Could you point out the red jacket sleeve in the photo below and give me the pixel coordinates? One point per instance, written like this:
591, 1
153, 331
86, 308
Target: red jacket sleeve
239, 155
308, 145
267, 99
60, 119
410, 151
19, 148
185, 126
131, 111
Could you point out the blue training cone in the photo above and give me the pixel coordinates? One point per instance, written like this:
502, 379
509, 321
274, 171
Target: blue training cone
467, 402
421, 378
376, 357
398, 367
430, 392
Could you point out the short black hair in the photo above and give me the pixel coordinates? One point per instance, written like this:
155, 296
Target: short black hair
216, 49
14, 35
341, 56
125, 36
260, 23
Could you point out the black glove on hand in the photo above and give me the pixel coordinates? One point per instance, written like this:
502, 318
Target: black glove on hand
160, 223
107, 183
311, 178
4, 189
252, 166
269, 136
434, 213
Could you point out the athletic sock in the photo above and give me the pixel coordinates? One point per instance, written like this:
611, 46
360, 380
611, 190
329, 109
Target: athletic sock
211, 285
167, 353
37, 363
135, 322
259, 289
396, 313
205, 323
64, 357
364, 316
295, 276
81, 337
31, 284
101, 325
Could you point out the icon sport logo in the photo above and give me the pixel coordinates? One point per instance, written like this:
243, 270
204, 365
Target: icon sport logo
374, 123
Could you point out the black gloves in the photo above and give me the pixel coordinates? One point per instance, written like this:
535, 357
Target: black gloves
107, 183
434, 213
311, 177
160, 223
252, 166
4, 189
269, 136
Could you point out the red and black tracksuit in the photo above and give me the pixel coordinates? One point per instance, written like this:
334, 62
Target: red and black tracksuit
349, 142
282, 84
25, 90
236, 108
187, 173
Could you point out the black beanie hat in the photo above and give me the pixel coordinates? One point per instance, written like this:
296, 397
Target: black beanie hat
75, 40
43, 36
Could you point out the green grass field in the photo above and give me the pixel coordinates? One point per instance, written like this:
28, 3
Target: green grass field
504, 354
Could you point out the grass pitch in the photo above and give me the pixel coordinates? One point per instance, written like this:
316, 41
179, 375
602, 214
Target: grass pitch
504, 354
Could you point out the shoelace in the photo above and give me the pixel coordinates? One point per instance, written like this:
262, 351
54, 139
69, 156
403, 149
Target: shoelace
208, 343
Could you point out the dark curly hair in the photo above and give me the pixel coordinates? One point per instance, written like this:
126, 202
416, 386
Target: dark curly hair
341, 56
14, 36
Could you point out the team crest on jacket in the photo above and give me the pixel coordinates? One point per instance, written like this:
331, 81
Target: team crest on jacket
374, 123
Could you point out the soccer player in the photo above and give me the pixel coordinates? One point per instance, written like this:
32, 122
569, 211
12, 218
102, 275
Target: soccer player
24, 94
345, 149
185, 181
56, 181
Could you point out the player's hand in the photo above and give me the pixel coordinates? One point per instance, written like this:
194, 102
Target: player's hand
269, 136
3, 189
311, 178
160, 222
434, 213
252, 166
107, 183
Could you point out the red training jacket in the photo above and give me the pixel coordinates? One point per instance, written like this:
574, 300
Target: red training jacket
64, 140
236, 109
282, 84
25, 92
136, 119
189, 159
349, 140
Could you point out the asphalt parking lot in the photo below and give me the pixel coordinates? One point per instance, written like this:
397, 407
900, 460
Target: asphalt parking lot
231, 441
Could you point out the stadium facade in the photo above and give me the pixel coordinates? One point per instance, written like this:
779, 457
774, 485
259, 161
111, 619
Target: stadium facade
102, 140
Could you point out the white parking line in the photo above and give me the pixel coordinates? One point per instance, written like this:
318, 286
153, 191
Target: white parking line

EXERCISE BRIEF: Using the listing, count the lines holding the word "below" and write down that number alone.

RESULT OF THIS EXERCISE: 2